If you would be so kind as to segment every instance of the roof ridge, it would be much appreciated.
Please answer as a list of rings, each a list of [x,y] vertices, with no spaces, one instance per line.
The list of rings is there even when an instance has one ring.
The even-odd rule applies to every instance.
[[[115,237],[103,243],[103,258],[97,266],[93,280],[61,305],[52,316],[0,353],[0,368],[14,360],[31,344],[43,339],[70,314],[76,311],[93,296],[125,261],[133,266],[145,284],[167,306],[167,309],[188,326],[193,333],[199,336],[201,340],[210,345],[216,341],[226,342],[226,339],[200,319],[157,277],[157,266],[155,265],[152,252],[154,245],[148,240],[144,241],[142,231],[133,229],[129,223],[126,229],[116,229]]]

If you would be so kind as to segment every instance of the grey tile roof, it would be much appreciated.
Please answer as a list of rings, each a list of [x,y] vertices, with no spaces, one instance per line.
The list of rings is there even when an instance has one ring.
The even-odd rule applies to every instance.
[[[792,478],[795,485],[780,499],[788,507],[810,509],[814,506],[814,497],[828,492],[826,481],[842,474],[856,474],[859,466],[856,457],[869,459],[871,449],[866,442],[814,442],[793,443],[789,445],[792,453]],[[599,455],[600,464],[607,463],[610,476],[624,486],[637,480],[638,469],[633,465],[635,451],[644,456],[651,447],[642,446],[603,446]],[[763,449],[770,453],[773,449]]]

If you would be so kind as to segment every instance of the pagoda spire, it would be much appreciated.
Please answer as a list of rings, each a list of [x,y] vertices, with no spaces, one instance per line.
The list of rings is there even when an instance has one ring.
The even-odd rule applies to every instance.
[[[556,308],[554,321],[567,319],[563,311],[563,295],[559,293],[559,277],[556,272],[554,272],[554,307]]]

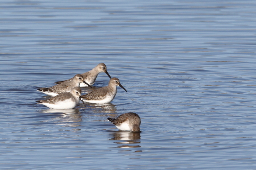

*Task directions*
List everything from the line containing "spire, it would be much appreciated." down to the end of the records as a numbered list, skipping blank lines. Leave out the pictures.

*Completed task*
1. If you would be so kind as to segment every instance of the pagoda spire, it would be much appreciated.
2. Please answer as a list of rings, each a list of [x,y] vertices, with no spaces, one instance per line.
3. The list of rings is there even when an instance has one ring.
4. The even-odd rule applies to every instance.
5. [[[556,308],[554,321],[567,319],[563,311],[563,295],[559,293],[559,277],[556,272],[554,272],[554,307]]]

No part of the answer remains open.